■ Texto citado ■
________________

Es 1650 y la ciudad de Kilkenny, Irlanda, ha sido finalmente asegurada por los ingleses. Queda solo un problema por resolver: lobos pueblan el bosque que rodea las murallas de la ciudad, amenazando al ganado, a los pastores y a los campesinos, e infundiendo temor en todos los pueblerinos. Para completar su dominio sobre las tierras, Lord Protector (trasunto de Oliver Cromwell) ha ordenado la erradicación de las feroces bestias y para ello ha mandado traer al cazador Bill Goodfellow. Junto con Bill viene su hija, Robyn, quien sueña con seguir los pasos de su padre y pasa los días practicando su puntería acompañada por su halcón y único amigo, Merlyn. Bill, que en el fondo se siente orgulloso de su espíritu indómito, debe recordarle a Robyn constantemente que, haga lo que haga, nunca debe seguirlo al bosque. Por supuesto, Robyn desobedece.

En su primer escarceo clandestino Robyn se encuentra con Mebh, una niña de abundante y enmarañado pelo rojo escarchado de hojas, con colmillos afilados y una extraña conexión con la manada de lobos. Siguiéndola hasta su guarida, Robyn descubre que Mebh es una “wolfwalker”, una criatura mágica que es humana en la vigilia y lobo mientras duerme. En caso de que estas sorpresas no bastaran, Robyn despertará más tarde encontrando patas en el sitio de sus manos y un hocico y orejas puntiagudas en su reflejo.

Tomm Moore se reúne con su viejo amigo, colaborador y cofundador del estudio Cartoon Saloon, Ross Stewart, para dirigir la última entrega de su tríptico de folclor celta iniciado en 2009 con El secreto del libro de Kells, continuado con La canción del mar en 2014 y coronado ahora con Wolfwalkers, sin duda la mejor del conjunto. También es la más ambiciosa, tanto en el plano técnico como temático, ya que integra muchas de las cuestiones más urgentes del mundo actual: la hostilidad hacia el otro, el autoritarismo y el peligro de ser cómplice por miedo y por inercia, la depredación del medio ambiente y hasta la crítica al mundo patriarcal; aguas de riesgosa profundidad para una película de dibujos que no obstante Wolfwalkers navega con destreza, sin que sus mensajes amenacen con hacerla naufragar y sin que estos emitan ese desagradable tufo a estudios de mercado y juntas de ejecutivos que despiden ahora tantas películas de grandes estudios buscando apelar a los valores de moda para engordar la taquilla.

________________

■ Ejercicio propuesto ■
Prosigue la reseña de Wolfwalkers que aparece arriba, empezando justo después de su última oración.

■ Datos disponibles ■
________________

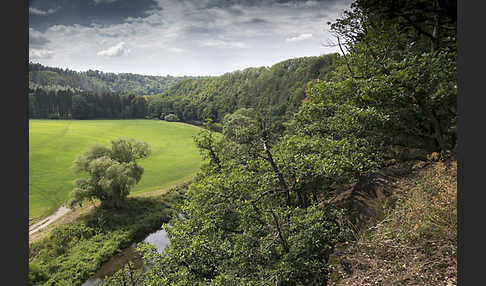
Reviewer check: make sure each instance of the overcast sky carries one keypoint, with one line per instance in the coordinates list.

________________

■ Resultado de la tarea ■
Lo curioso es que de entre las tres películas que componen la trilogía irlandesa de Moore, Wolfwalkers es la menos original. El secreto del libro de Kells cuenta la historia de un niño creciendo entre un grupo de iluministas ocupados en ilustrar el legendario libro de evangelios en una abadía del siglo VIII amenazada por vikingos. La canción del mar es un retrato honesto del duelo familiar desde el punto de vista de un niño, contado a través de un denso tejido mitológico de criaturas del mar, brujas y hadas. Al lado de sus predecesoras, Wolfwalkers se siente como un territorio varias veces recorrido y efectivamente no tardarán en acudir a la mente varios precedentes, La Princesa Mononke y Cómo entrenar a tu dragón son los más obvios.

Mas no hay que olvidar que la calidad de una historia no depende de su novedad, sino de qué tan bien contada está. En el guion de Wolfwalkers, escrito por Will Collins a partir de una idea de Tomm Moore, la estructura tradicional es una fortaleza. Su desarrollo cronológico, sin digresiones, funciona como un eje firme donde pueden engarzarse seguramente y de manera orgánica las muchas ideas que explora.

Además, en su aparente sencillez, el guion esconde decisiones muy interesantes. Por ejemplo, el hacer de nuestra protagonista y su padre una familia inglesa. Cuando Robyn es hostigada por los niños del pueblo y trata de ganarse su respeto presumiendo que es hija del cazador en jefe elegido por Lord Protector, uno de ellos responde: “Lord Protector puso a mi padre en una celda”. Robyn es identificada como parte del grupo opresor, pero a la vez, en Kilkenny, ella y su padre son los otros. Esta singular dinámica retrata el reflujo de odio que se crea cuando dos culturas chocan movidas por fuerzas e intereses superiores. Ante el rechazo de sus pares Robyn busca refugio en el mundo de aventuras de su padre, pero se da cuenta rápidamente de que ese camino también le está vedado por ser mujer. “Estas son tus herramientas ahora”, le dice Bill señalando el balde y la escoba, “no la ballesta”. No es de extrañar entonces que el convertirse en una “wolfwalker” no sea tratado en ningún punto como una maldición de la que Robyn deba librarse (como sucede en otras películas animadas que involucran una transformación similar, como Tierra de osos o Valiente) sino como un don que recibe y que la ayuda a encontrar un sitio: junto a los lobos que representan la alteridad que se resiste a igualarse, lo salvaje que no puede ser domesticado.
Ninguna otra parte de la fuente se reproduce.